- **REQUEST**
Pull out every line of the items below that contains the word "fork", and copy each one.

- **PROVIDED MATERIAL**
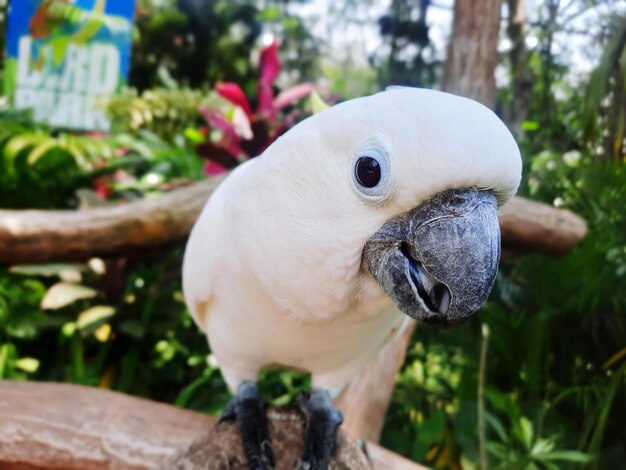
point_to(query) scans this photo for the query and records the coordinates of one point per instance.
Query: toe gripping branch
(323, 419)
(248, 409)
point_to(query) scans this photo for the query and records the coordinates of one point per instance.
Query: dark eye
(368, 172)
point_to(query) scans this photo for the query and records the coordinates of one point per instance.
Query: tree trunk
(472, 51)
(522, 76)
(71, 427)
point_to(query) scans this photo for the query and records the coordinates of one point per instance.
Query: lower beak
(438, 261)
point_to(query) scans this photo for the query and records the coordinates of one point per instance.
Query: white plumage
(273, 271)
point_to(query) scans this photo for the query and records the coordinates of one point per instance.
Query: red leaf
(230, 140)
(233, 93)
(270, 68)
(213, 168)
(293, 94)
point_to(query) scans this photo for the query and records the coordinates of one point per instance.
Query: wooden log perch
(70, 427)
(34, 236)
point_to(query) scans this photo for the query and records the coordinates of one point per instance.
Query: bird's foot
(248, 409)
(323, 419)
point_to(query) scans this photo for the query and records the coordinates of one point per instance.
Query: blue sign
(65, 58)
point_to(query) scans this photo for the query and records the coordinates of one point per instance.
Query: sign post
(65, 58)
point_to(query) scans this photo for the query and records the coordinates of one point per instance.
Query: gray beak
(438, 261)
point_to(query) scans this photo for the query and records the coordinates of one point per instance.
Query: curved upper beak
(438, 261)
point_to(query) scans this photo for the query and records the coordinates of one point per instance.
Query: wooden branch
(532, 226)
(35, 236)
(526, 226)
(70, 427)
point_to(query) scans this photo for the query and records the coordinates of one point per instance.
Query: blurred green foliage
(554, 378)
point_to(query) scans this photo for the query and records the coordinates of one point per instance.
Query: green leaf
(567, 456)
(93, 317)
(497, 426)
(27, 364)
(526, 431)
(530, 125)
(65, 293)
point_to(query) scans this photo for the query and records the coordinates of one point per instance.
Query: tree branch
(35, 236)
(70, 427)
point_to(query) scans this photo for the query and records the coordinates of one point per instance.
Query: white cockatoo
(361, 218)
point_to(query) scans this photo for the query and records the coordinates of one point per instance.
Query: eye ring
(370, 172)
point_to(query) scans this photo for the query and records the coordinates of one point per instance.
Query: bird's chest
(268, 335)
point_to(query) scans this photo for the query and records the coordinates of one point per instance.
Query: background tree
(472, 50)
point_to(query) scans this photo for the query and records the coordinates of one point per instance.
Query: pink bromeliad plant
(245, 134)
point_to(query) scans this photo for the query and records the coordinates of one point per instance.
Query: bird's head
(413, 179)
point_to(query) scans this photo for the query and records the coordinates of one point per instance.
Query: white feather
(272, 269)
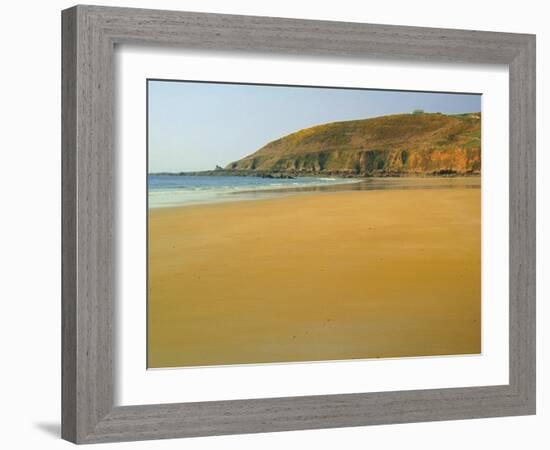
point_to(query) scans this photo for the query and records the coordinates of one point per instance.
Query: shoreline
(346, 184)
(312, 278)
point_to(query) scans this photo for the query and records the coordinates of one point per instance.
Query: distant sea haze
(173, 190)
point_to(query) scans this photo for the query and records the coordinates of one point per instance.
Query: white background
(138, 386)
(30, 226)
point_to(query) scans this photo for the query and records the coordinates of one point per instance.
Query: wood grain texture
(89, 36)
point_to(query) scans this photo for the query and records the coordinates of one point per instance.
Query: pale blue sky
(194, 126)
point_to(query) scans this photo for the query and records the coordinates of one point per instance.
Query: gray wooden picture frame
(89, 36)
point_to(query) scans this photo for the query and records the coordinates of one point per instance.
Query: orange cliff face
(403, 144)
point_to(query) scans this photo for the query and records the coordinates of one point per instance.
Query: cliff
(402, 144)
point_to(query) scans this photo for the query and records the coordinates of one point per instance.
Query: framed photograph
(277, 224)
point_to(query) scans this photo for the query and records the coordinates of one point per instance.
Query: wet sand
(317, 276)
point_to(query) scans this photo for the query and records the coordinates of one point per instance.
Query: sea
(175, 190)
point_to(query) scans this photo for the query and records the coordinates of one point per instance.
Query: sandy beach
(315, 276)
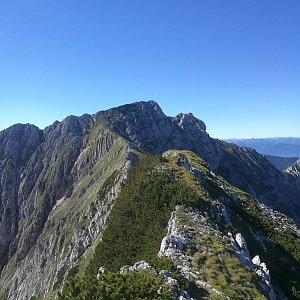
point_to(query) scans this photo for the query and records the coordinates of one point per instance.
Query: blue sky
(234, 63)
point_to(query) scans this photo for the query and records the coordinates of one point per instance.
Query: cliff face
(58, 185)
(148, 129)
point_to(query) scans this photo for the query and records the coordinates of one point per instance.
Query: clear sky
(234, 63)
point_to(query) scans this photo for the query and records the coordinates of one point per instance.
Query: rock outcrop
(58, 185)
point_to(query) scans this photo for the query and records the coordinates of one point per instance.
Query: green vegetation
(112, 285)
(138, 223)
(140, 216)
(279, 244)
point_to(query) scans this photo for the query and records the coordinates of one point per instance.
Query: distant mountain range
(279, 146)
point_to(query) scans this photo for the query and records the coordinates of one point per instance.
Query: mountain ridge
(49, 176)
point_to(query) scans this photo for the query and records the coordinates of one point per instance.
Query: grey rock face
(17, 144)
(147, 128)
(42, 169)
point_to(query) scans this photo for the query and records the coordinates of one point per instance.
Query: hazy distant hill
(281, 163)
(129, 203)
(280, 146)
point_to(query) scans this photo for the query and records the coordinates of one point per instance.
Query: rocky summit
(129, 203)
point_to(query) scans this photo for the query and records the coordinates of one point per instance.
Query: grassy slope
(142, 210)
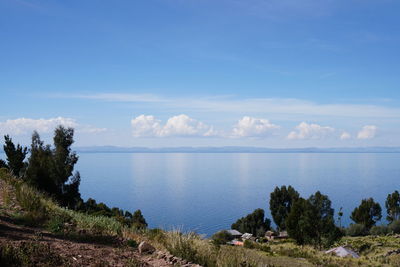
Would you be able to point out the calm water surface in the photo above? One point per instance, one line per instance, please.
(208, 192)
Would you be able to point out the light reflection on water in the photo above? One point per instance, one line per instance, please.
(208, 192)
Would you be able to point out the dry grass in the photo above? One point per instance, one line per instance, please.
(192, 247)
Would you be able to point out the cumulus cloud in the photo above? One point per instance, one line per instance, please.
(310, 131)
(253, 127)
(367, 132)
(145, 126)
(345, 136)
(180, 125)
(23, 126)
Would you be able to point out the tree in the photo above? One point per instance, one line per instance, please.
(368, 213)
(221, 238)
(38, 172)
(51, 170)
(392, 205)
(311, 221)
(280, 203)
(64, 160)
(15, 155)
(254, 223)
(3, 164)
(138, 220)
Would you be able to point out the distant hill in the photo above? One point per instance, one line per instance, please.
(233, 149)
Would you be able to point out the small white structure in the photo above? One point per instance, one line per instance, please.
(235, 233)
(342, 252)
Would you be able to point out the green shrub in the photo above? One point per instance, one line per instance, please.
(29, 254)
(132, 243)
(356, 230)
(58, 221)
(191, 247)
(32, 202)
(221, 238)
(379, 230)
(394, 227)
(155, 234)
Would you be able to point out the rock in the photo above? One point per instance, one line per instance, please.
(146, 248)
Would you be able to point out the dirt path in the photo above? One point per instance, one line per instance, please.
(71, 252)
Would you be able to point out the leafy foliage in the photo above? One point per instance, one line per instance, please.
--
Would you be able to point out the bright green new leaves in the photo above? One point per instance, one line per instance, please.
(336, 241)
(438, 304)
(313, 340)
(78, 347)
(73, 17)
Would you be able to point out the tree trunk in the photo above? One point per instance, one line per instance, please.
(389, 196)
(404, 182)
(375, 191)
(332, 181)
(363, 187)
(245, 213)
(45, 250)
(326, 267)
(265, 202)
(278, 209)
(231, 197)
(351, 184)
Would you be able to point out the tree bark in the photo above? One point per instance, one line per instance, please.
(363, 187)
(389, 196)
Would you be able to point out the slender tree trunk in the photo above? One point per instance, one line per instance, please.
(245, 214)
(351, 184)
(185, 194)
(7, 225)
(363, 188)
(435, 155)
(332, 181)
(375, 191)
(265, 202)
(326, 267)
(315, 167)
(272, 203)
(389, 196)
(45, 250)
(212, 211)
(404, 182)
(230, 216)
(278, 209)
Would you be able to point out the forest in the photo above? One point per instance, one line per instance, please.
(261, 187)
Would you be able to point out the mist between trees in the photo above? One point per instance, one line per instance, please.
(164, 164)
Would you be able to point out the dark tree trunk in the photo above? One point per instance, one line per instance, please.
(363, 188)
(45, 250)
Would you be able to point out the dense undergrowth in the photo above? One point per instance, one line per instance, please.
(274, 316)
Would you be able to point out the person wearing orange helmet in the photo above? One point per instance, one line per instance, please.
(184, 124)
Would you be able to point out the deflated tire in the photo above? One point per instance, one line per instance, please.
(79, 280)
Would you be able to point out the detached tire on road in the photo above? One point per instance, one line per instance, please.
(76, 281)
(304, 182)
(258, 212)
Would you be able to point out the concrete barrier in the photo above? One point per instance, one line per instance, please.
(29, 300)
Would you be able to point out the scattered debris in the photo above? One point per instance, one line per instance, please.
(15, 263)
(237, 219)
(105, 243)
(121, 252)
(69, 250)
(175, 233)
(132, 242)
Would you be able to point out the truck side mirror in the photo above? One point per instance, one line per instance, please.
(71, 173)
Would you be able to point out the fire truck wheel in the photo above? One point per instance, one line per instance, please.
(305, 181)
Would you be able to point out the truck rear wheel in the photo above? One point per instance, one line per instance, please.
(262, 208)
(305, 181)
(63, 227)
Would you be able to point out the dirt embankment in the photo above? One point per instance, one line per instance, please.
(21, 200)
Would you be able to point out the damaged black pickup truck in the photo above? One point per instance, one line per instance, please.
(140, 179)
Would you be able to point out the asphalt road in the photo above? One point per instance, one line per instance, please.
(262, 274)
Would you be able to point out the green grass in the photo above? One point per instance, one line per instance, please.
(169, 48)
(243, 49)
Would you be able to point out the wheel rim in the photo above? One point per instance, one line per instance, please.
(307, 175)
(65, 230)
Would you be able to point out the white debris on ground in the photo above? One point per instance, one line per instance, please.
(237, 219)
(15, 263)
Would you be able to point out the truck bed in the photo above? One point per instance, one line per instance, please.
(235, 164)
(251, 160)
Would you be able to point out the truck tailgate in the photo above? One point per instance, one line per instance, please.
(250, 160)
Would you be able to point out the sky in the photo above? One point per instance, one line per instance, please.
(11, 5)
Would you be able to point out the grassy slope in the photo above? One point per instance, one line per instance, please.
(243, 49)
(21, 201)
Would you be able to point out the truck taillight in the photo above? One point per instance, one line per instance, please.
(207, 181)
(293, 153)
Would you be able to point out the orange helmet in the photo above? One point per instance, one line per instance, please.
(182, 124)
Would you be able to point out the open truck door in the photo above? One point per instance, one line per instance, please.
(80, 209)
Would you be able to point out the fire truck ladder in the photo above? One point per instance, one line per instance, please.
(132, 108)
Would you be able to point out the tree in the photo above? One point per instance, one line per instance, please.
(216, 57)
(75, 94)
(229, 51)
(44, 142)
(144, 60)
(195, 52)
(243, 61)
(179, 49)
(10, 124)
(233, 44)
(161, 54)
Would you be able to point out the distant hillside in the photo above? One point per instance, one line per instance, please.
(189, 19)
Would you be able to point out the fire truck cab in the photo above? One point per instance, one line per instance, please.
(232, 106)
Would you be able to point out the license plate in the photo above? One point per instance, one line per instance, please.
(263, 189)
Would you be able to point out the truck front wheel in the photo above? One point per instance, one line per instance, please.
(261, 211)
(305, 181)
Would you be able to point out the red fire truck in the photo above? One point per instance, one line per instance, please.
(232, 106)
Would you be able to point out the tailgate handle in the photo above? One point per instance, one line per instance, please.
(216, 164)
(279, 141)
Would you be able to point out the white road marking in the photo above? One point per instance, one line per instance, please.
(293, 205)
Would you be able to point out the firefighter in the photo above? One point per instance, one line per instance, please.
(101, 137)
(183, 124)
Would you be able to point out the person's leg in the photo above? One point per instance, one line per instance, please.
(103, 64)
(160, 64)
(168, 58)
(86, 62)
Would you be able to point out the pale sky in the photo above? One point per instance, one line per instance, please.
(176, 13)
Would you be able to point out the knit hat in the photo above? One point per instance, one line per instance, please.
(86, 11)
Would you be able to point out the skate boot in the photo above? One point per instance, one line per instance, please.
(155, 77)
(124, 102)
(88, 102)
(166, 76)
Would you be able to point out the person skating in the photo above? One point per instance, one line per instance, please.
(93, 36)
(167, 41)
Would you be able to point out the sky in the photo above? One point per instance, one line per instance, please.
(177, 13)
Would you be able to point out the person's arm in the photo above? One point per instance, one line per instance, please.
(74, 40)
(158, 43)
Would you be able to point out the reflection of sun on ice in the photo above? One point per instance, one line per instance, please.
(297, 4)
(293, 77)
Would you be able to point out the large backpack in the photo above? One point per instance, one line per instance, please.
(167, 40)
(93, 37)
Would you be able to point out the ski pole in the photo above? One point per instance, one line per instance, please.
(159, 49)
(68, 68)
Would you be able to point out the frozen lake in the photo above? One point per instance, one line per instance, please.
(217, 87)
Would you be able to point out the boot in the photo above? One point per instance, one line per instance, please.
...
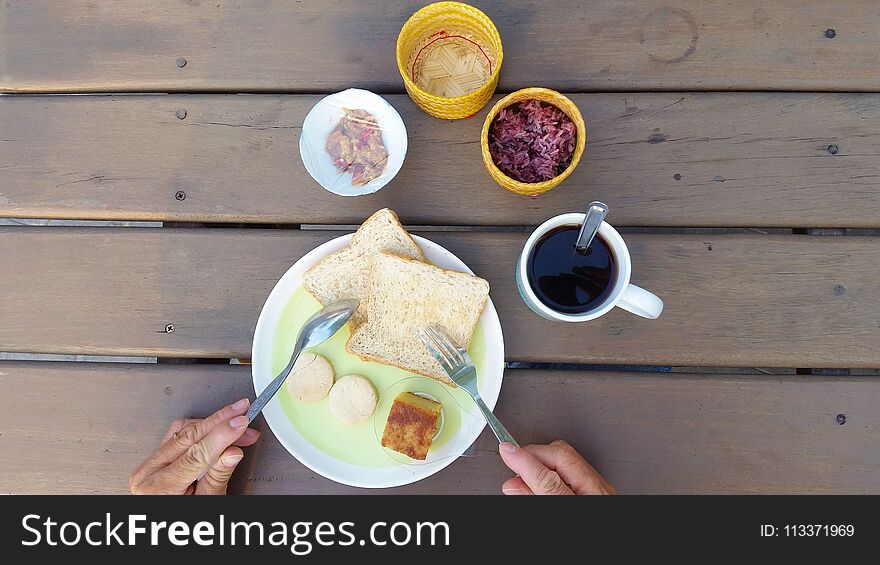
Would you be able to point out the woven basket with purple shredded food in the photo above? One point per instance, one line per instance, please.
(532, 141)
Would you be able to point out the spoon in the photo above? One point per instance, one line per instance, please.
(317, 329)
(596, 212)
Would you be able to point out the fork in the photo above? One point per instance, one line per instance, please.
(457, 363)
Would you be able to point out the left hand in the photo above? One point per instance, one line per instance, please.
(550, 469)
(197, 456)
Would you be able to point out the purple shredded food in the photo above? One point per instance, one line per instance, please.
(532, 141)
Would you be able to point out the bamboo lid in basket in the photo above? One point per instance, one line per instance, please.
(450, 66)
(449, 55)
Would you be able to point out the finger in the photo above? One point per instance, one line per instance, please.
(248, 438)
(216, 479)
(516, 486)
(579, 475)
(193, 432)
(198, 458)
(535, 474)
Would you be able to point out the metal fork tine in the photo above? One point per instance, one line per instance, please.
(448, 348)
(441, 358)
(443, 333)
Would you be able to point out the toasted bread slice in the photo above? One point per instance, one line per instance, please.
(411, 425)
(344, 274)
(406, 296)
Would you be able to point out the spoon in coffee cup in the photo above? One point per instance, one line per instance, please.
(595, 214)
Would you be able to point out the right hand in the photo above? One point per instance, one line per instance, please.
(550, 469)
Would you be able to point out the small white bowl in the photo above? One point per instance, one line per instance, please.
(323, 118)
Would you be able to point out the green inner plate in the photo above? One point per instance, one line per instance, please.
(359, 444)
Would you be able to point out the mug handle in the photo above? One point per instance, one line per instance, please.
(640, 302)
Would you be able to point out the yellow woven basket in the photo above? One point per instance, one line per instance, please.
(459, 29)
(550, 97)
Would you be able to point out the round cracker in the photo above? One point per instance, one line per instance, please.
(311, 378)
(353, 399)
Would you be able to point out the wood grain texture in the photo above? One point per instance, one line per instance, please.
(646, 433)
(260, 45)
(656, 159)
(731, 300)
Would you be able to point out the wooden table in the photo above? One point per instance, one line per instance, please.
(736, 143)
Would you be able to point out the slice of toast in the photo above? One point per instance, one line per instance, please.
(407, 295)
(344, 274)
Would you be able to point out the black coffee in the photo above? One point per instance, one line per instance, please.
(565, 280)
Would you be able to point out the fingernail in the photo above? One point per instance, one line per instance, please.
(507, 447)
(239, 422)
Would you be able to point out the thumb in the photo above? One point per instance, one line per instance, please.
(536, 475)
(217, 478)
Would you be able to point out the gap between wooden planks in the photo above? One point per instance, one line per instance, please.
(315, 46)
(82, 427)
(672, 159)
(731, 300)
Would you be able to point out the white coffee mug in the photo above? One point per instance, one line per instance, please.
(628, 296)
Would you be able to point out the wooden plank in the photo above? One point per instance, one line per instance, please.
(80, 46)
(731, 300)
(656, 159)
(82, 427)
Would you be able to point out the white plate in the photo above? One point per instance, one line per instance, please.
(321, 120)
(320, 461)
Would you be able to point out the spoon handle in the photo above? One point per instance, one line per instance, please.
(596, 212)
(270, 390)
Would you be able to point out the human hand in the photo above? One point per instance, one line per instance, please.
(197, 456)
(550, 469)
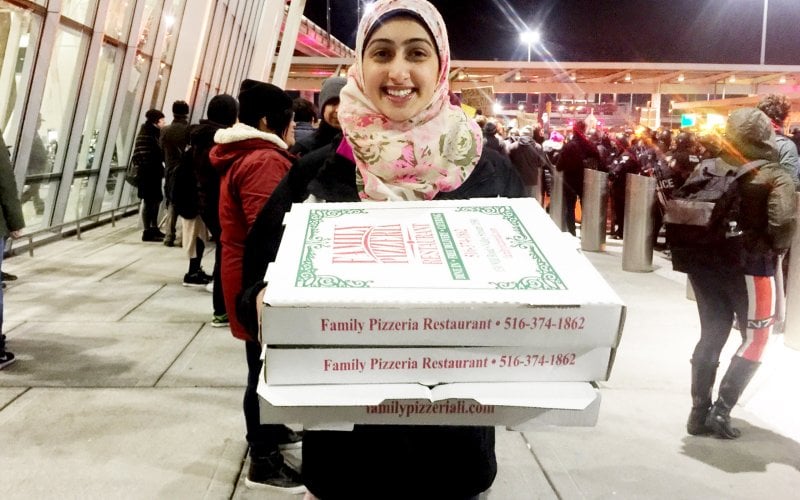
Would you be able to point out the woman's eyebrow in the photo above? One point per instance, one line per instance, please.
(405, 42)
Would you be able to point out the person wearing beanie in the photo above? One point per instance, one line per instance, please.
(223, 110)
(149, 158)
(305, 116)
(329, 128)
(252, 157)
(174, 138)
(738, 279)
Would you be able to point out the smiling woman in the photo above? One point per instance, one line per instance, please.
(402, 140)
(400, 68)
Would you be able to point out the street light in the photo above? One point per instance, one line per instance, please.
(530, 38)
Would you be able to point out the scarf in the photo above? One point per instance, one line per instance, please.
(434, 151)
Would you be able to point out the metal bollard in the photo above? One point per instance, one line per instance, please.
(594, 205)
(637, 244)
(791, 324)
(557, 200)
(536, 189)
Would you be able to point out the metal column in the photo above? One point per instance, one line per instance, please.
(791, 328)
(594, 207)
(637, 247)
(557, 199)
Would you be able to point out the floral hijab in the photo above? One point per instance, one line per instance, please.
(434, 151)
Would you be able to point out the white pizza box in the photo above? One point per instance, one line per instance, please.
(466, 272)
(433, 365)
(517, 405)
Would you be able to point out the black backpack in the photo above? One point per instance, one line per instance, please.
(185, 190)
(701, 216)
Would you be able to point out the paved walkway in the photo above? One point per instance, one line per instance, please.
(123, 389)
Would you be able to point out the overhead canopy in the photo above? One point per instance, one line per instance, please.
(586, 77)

- **WRITTEN RESPONSE**
Would you be able to point out the fork in the photo above? One point per instance, one line per instance, please.
Would you be able to point out the metal fork tine in the photo above? One point per instance, one line per instance, please.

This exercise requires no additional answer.